- Requirement a: Return every line of the records below that contains the word "branch".

___ Selected text

My example was supposed to be where a father and son jointly authored a book, and I had two different formats of the same book, each listing only one of the two authors. So the authors were correct, but not all joint authors were listed. The book was the same, but the authors matched.

I have lots of similar cases. In my pre-Calibre days, when I relied on filename/folder indexing, I named my ebook files with only a single author, and I made multiple copies of each book, when I had multiple authors.
That way I could find the book under each author. When I imported those books into Calibre, each multiple-author book came in multiple times with single authors. I've been slowly merging them and fixing the authorship.

Quote:

...
So I think it is safer to not apply the author exclusion list to book searches and let the user make book based exemptions instead.

Agreed (It looks like you are way beyond this by now)

kiwidude · 04-19-2011, 10:08 AM

That all sounds great thanks. One more related question. Is there a robust way for me to know if the user has a custom versus a saved search selected at the time they find duplicates? As I have to call a different function to restore the value so I need to know which it is. My hack I use currently will break with your change.

Excellent point on the alternative place to hook the event from thanks.

______
___ Input data

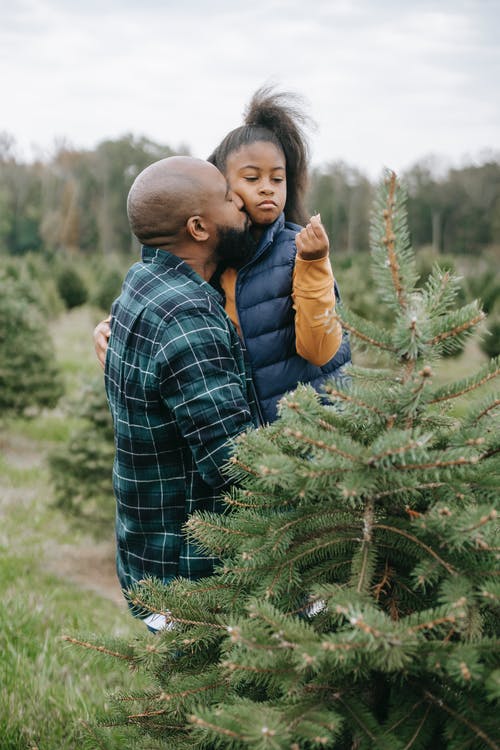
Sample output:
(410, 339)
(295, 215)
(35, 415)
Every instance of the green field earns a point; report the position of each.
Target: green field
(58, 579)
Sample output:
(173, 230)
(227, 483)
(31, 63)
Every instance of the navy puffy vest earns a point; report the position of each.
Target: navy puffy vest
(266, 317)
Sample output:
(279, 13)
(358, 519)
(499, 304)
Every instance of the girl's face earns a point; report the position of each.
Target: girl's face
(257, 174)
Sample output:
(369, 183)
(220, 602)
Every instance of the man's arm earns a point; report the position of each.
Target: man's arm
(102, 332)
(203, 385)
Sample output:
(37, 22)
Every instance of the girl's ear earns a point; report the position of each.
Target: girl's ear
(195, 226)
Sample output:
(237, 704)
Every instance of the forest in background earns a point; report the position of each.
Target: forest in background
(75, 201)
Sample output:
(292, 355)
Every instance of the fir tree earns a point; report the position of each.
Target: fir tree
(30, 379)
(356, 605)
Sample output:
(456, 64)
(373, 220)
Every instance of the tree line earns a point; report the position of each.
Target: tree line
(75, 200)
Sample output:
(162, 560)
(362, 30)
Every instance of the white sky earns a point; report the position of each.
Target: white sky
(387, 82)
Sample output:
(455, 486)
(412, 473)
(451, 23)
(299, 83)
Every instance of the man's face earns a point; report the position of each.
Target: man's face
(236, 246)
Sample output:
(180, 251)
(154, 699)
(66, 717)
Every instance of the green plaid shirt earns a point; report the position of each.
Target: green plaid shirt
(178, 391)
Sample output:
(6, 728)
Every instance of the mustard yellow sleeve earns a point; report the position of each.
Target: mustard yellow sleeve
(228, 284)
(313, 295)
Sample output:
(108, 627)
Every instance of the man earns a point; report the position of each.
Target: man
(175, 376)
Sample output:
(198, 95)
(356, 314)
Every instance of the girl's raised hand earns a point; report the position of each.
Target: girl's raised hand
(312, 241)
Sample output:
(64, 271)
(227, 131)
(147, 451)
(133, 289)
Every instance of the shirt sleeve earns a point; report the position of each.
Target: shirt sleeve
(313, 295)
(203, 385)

______
___ Input data

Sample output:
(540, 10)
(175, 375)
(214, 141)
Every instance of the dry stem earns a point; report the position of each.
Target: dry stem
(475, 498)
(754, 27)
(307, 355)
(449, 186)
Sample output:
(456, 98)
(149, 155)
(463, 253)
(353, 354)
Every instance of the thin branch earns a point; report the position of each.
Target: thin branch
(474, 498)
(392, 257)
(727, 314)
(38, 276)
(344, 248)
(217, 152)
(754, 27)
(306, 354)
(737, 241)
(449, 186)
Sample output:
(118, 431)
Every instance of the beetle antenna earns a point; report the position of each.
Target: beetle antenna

______

- Requirement b: Reproduce the passage of the forum thread above from "kiwidude · 04-19-2011, 10:08" up to and including "event from thanks.".

- Complete output a:
Every instance of the thin branch earns a point; report the position of each.
Target: thin branch

- Complete output b:
kiwidude · 04-19-2011, 10:08 AM

That all sounds great thanks. One more related question. Is there a robust way for me to know if the user has a custom versus a saved search selected at the time they find duplicates? As I have to call a different function to restore the value so I need to know which it is. My hack I use currently will break with your change.

Excellent point on the alternative place to hook the event from thanks.